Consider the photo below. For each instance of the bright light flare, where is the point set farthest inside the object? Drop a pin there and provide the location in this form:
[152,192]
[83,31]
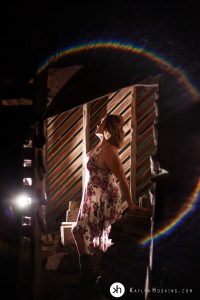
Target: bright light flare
[23,201]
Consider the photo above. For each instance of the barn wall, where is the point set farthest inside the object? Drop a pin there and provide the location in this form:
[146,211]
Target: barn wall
[64,163]
[65,146]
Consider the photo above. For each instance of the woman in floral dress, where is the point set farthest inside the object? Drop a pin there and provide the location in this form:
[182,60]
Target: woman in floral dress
[101,203]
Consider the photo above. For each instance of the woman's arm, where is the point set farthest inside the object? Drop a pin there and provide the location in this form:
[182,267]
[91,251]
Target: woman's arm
[113,163]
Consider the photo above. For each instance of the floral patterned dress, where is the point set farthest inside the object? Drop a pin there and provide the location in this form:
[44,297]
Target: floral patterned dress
[101,205]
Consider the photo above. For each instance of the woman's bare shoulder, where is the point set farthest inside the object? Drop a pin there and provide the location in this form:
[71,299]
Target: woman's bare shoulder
[110,150]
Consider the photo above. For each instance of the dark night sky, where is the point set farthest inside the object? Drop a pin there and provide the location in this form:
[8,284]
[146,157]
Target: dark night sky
[30,32]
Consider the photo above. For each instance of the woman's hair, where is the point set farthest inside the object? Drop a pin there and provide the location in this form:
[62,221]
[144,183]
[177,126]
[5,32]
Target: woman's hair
[113,129]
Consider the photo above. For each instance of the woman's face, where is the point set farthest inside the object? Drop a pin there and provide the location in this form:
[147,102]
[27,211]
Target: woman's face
[100,127]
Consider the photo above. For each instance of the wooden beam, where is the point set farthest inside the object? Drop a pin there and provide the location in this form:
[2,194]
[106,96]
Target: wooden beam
[133,145]
[86,136]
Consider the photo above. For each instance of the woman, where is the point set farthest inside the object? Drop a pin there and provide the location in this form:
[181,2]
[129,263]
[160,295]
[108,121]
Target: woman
[101,203]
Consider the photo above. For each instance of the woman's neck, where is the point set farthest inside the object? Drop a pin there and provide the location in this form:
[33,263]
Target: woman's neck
[103,142]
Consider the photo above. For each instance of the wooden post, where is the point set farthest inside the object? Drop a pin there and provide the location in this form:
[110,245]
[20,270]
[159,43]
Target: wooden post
[133,145]
[86,137]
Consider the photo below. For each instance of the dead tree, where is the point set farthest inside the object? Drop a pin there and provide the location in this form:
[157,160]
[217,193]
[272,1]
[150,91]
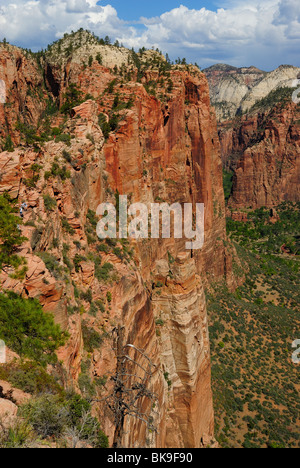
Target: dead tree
[130,387]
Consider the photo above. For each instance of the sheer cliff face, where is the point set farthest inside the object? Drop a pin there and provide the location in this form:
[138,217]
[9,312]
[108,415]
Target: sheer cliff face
[262,145]
[264,151]
[162,151]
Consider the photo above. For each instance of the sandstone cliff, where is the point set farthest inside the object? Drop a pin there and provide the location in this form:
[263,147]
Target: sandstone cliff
[261,145]
[237,90]
[163,146]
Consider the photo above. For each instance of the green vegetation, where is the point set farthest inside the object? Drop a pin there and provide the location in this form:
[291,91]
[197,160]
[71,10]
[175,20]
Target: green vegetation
[255,383]
[10,235]
[72,97]
[268,237]
[49,203]
[27,330]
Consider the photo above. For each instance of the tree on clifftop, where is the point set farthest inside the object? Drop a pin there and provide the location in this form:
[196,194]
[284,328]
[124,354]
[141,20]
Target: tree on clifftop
[10,235]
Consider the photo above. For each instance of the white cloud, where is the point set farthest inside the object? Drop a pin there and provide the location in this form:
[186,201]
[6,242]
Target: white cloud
[265,34]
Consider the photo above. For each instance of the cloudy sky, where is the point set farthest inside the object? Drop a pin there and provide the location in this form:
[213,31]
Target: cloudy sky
[263,33]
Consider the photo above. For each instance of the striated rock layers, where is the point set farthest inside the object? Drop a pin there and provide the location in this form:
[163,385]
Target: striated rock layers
[264,151]
[236,90]
[164,148]
[261,145]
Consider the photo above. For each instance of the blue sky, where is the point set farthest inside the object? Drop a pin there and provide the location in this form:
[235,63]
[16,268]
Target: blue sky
[263,33]
[132,10]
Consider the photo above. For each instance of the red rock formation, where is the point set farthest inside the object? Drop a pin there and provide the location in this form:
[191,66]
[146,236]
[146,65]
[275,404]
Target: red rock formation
[162,150]
[268,172]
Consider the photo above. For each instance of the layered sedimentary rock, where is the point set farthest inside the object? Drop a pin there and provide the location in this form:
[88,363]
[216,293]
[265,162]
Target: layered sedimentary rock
[236,90]
[165,148]
[263,150]
[261,145]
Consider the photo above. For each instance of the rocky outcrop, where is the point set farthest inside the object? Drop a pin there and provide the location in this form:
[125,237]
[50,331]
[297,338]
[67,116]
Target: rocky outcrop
[24,99]
[237,90]
[264,152]
[164,147]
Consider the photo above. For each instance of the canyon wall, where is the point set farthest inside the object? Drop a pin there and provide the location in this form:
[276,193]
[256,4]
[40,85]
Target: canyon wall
[260,137]
[165,148]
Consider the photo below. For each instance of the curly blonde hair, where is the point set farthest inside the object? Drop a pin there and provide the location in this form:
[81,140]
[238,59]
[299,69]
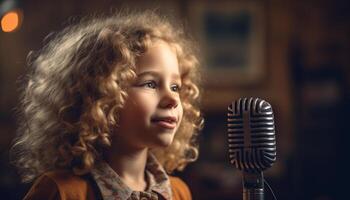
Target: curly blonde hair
[78,85]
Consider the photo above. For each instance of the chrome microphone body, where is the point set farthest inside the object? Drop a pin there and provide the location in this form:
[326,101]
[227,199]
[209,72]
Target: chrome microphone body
[252,142]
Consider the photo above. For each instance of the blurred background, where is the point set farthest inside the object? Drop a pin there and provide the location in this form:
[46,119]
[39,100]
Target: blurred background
[292,53]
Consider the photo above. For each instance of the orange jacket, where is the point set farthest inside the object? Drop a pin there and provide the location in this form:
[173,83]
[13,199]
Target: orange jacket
[64,185]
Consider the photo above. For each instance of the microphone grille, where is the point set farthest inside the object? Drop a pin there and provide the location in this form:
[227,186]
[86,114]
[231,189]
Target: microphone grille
[251,134]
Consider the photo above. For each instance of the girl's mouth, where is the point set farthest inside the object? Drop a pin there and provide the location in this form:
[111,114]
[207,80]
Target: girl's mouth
[165,122]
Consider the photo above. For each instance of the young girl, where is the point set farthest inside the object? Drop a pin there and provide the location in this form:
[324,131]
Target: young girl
[110,109]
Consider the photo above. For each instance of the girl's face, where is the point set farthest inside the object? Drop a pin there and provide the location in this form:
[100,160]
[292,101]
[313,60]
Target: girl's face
[153,110]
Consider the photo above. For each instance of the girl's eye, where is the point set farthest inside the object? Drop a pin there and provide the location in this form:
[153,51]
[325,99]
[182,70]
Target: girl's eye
[150,84]
[175,88]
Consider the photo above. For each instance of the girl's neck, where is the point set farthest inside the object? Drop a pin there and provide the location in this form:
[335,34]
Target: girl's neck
[130,166]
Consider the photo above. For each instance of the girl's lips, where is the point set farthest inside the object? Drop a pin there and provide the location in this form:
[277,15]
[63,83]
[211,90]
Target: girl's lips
[165,124]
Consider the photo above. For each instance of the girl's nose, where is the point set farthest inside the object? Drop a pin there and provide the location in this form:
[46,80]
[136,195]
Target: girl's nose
[170,100]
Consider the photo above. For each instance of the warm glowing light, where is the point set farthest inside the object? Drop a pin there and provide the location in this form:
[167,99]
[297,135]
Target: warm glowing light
[10,21]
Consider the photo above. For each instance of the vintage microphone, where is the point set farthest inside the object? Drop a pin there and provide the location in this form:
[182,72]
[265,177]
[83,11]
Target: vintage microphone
[252,142]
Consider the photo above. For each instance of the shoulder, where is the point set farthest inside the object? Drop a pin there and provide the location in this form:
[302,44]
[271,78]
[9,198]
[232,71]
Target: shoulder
[180,189]
[59,184]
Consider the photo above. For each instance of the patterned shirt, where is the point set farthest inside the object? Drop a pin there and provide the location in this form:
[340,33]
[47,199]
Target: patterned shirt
[112,187]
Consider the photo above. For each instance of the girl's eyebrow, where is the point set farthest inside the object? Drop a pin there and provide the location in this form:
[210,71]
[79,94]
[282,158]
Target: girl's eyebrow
[157,74]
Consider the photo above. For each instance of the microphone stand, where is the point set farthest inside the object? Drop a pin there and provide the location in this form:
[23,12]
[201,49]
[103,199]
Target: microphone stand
[253,186]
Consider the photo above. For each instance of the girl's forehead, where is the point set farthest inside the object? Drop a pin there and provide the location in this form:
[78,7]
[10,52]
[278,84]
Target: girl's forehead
[159,55]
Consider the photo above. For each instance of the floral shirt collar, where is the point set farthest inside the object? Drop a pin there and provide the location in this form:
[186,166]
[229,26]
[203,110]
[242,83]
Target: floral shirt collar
[112,187]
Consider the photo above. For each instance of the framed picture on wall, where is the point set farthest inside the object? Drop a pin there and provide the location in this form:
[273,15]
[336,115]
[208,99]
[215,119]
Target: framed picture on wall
[232,40]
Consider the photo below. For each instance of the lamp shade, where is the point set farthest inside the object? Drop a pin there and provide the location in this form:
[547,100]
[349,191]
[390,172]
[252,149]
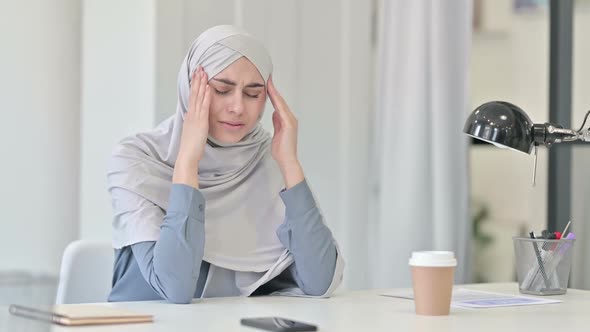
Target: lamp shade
[502,124]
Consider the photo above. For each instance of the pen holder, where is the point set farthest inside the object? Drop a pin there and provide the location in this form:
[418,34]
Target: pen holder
[543,266]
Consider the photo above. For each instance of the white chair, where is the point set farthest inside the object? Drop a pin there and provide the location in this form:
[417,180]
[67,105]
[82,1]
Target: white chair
[86,272]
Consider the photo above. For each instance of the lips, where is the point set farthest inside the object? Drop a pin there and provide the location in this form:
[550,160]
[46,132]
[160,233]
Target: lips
[232,125]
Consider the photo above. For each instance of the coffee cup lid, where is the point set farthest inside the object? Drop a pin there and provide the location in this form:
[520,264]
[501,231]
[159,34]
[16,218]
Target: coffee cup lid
[433,258]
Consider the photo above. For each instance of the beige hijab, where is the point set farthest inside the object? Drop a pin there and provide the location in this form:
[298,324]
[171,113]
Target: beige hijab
[240,181]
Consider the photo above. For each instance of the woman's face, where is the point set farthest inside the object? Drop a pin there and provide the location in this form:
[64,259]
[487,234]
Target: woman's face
[237,101]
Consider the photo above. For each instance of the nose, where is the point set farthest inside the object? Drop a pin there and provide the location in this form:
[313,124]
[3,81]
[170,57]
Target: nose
[237,104]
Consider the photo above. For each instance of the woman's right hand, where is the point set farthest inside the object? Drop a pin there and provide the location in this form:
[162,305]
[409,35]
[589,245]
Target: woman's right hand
[195,131]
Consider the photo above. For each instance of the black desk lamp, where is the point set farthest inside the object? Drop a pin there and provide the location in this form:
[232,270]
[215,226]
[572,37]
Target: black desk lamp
[507,126]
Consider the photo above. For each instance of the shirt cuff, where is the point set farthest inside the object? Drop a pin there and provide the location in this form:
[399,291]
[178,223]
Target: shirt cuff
[186,200]
[298,200]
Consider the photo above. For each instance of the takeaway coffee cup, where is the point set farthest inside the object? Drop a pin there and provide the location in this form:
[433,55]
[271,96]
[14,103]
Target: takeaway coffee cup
[432,280]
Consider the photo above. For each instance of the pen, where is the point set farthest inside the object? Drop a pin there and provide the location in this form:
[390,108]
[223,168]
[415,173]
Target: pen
[539,260]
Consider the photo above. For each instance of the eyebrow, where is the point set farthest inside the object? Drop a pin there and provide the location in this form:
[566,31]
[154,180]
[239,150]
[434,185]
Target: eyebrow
[228,82]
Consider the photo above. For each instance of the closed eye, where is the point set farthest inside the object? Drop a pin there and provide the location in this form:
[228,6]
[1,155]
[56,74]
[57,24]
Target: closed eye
[222,92]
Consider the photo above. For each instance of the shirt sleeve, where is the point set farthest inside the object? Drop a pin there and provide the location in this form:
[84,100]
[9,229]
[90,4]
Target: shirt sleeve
[171,265]
[310,241]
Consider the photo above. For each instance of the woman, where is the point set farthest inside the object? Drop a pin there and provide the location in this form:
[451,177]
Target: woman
[208,204]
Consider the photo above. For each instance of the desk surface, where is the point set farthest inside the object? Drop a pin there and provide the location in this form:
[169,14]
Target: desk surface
[353,311]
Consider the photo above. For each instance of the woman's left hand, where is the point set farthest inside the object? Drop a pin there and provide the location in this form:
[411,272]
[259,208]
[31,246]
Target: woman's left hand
[284,141]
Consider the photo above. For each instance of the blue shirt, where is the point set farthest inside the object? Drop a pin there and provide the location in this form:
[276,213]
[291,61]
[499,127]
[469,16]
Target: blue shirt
[173,268]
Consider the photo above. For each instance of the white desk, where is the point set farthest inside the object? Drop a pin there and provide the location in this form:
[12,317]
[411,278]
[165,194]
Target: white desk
[358,311]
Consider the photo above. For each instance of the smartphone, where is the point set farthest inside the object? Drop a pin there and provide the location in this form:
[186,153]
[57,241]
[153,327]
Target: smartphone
[277,324]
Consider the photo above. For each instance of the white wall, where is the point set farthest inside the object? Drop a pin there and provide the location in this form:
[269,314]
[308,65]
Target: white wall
[39,101]
[581,154]
[118,95]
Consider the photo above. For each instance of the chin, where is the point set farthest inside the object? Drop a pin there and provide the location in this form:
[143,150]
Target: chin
[227,138]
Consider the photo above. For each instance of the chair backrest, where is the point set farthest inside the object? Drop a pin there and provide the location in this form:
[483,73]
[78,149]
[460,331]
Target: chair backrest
[86,272]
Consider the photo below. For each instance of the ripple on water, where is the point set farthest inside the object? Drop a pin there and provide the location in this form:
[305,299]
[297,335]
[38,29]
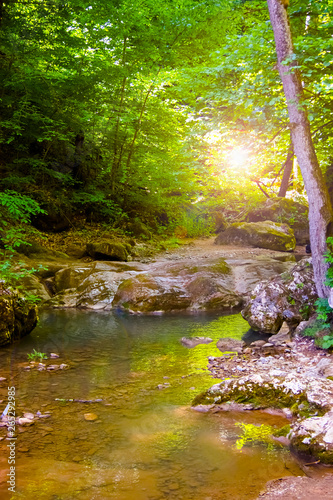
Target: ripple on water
[143,439]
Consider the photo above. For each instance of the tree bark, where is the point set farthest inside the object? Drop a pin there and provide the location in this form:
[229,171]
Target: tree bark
[288,168]
[320,209]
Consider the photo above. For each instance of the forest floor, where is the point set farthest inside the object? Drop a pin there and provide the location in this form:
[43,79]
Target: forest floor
[318,480]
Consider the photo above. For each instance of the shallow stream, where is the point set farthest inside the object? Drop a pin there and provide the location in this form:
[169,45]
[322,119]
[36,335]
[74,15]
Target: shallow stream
[146,443]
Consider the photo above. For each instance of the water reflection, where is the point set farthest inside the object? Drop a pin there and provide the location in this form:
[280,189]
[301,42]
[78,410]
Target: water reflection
[145,438]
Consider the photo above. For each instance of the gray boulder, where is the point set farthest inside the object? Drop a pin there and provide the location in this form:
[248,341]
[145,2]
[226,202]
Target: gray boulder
[107,250]
[265,234]
[18,316]
[286,211]
[290,297]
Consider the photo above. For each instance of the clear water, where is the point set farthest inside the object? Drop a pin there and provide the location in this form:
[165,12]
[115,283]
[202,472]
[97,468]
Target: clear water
[147,443]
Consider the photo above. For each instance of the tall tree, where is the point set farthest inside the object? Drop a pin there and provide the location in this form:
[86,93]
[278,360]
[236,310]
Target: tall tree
[320,209]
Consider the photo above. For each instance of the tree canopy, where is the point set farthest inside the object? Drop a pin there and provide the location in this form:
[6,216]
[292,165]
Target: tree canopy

- TASK INSTRUCTIONS -
Among the lines above, find those that contain the word "canopy" and copy them.

- OUTPUT BELOW -
Consider the photo above. For each instance of the tree canopy, where is the point set farthest inside the object? Drop a pin there and provide the location in this form:
Target: tree canopy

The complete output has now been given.